__Exercise passage__

In November 1830 the Polish November Uprising against Russia occurred. Niegolewski went to Warsaw and was assigned to the general staff. Promoted to colonel, he commanded the Sandomierz cavalry regiment (March–June 1831). From June 1831, he served in the main staff and in August 1831, he received the gold cross of Virtuti Militari. In September, he was discharged from active service for health reasons and returned to the Greater Poland region.

With the failure of the uprising, he suffered repression and was sentenced to nine months in prison and confiscation of his property. He served his sentence (finally reduced by half) in the fortress of Cosel.

=== Politician and financier ===
In the following years, he was one of the most active activists in Greater Poland, defending the Polish language in the public life of the Grand Duchy of Poznań in the provincial parliament, where he was an elected member. He was a deputy of the chivalry of the Buk and Oborniki powiats (counties) in the provincial parliament of the Grand Duchy in 1827 and 1830 before the uprising. He was elected again in 1841 and 1843.

__Apply what you read__
[1] From the passage about Niegolewski, list every year given in the section headed "Politician and financier."
[2] Reproduce everything from "With the failure" down to "fortress of Cosel." in the passage about Niegolewski, renaming "prison" to "jail".

__Excerpted records__
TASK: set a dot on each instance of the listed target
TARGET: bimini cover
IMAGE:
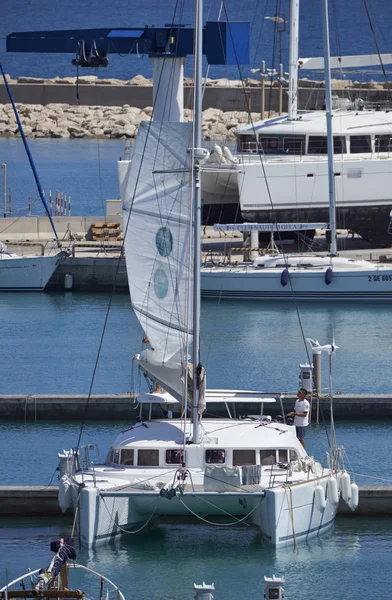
(157, 229)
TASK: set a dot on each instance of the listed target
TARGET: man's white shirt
(302, 406)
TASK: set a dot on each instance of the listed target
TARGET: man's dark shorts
(301, 431)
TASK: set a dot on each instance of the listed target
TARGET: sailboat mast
(328, 110)
(293, 60)
(197, 141)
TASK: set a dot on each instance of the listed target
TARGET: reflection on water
(51, 344)
(165, 562)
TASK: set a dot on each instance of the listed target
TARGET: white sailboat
(55, 580)
(27, 273)
(307, 277)
(218, 469)
(292, 150)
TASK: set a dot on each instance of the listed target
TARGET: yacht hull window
(127, 457)
(383, 143)
(244, 457)
(360, 144)
(148, 458)
(174, 457)
(215, 457)
(317, 144)
(282, 144)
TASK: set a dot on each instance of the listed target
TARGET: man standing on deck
(301, 415)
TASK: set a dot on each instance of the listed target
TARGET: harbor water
(50, 344)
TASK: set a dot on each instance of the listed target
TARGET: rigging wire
(377, 48)
(137, 178)
(269, 193)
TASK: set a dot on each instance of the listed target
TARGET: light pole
(280, 27)
(4, 166)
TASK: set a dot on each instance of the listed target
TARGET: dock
(98, 265)
(24, 501)
(66, 407)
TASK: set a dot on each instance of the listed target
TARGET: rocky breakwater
(118, 122)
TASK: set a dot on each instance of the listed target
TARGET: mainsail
(157, 227)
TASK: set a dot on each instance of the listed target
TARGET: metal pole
(262, 75)
(197, 138)
(280, 89)
(328, 110)
(4, 167)
(317, 372)
(293, 60)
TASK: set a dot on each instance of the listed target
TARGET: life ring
(65, 493)
(284, 278)
(319, 498)
(328, 276)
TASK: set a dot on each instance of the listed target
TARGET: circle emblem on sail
(164, 241)
(161, 283)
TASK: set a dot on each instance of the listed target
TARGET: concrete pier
(139, 96)
(42, 501)
(44, 407)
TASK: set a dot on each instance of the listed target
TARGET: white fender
(65, 493)
(333, 491)
(219, 154)
(354, 497)
(227, 154)
(346, 487)
(319, 498)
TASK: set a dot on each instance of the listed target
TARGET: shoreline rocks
(114, 122)
(140, 80)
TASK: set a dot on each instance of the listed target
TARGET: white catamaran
(280, 170)
(306, 276)
(242, 466)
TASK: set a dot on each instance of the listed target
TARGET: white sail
(346, 62)
(157, 226)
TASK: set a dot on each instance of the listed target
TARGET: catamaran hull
(26, 273)
(268, 284)
(284, 515)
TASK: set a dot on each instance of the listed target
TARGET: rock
(139, 80)
(75, 131)
(30, 80)
(88, 80)
(110, 82)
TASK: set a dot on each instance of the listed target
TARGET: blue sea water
(50, 344)
(349, 24)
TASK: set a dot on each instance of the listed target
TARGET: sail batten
(158, 233)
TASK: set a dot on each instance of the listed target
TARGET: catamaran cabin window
(244, 457)
(114, 456)
(293, 455)
(294, 144)
(360, 143)
(267, 457)
(148, 458)
(317, 144)
(383, 143)
(246, 143)
(174, 457)
(215, 457)
(282, 144)
(126, 456)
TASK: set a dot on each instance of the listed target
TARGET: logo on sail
(164, 241)
(161, 283)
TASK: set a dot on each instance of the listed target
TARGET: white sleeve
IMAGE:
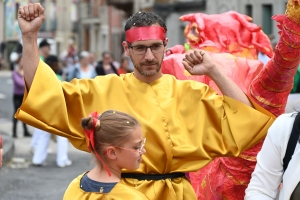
(268, 172)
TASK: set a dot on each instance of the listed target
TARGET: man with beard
(186, 123)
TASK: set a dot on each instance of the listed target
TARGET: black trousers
(17, 100)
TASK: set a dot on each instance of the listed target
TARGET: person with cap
(83, 69)
(106, 66)
(186, 123)
(44, 49)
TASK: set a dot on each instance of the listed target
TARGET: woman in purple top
(19, 86)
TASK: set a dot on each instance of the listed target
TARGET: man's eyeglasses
(139, 149)
(142, 49)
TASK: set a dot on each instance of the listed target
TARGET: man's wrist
(214, 72)
(29, 37)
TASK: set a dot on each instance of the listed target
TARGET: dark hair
(141, 19)
(50, 60)
(113, 130)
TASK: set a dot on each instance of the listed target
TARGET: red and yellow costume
(234, 48)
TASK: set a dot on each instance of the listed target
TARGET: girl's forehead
(136, 134)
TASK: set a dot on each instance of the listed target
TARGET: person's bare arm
(30, 19)
(198, 62)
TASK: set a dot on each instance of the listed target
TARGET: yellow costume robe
(119, 192)
(185, 122)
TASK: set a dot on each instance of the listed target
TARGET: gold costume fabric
(185, 122)
(119, 192)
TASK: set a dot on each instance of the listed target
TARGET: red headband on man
(90, 135)
(145, 33)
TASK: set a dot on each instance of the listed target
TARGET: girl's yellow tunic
(185, 122)
(119, 192)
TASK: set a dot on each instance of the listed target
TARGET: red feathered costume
(234, 43)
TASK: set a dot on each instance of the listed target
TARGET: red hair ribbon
(145, 33)
(90, 135)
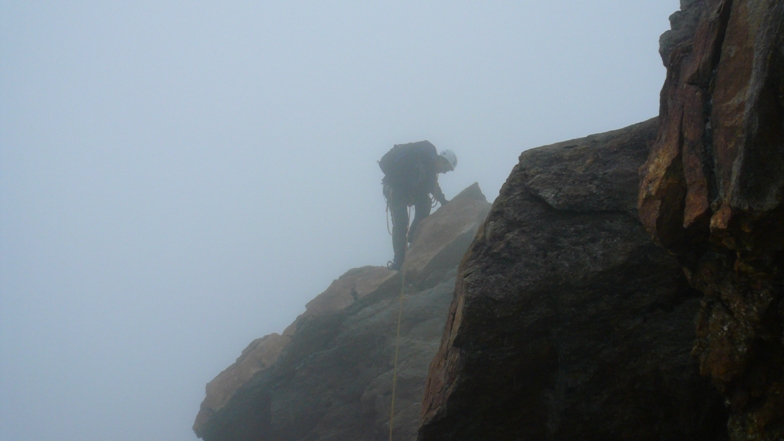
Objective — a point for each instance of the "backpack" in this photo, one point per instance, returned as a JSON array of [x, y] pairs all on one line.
[[390, 162], [399, 165]]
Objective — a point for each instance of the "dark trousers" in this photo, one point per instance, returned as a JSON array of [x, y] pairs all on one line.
[[399, 200]]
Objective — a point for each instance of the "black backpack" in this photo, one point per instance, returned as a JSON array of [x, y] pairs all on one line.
[[397, 167]]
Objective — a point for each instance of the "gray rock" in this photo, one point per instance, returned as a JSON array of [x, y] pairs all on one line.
[[568, 322]]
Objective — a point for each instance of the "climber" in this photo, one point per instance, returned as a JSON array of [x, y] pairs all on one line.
[[410, 177]]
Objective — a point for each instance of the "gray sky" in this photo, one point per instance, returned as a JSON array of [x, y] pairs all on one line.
[[178, 178]]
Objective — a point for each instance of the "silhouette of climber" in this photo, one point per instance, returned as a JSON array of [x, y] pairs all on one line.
[[410, 177]]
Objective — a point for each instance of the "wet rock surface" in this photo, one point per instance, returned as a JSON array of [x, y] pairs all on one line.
[[712, 190], [333, 377], [567, 321]]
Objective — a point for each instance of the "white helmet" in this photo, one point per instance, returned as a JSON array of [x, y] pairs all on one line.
[[450, 157]]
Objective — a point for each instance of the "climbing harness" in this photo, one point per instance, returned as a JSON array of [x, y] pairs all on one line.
[[397, 347]]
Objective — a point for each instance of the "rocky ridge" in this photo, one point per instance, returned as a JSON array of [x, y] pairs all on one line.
[[712, 191], [329, 375], [567, 321]]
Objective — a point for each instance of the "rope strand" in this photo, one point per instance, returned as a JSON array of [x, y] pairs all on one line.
[[397, 347]]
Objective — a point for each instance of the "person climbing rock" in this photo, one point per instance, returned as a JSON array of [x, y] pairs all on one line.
[[410, 177]]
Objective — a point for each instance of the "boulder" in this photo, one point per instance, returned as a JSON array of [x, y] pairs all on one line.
[[567, 321], [333, 378], [711, 194]]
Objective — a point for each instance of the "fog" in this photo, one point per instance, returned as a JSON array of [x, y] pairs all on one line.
[[178, 178]]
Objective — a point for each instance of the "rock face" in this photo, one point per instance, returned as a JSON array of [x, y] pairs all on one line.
[[712, 190], [329, 376], [567, 321]]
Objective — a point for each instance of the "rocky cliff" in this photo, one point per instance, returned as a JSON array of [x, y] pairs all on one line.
[[568, 322], [627, 285], [712, 193], [329, 375]]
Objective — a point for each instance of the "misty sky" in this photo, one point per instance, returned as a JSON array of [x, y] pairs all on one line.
[[178, 178]]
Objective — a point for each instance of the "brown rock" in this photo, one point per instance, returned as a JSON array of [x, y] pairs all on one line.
[[349, 288], [333, 380], [567, 322], [712, 191], [259, 355], [443, 236]]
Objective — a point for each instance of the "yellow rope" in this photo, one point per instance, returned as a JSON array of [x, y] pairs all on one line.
[[397, 346]]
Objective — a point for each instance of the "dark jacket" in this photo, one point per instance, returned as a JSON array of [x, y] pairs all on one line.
[[412, 168]]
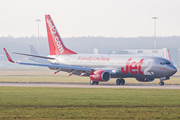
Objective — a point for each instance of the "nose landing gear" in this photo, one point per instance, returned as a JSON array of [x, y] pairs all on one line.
[[120, 81]]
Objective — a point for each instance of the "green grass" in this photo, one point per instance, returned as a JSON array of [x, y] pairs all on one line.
[[88, 103], [77, 79]]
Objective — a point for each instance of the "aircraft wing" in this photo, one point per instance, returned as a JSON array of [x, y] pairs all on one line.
[[48, 65]]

__Responses__
[1] 1827, 1830, 1841, 1843

[2]
With the failure of the uprising, he suffered repression and was sentenced to nine months in jail and confiscation of his property. He served his sentence (finally reduced by half) in the fortress of Cosel.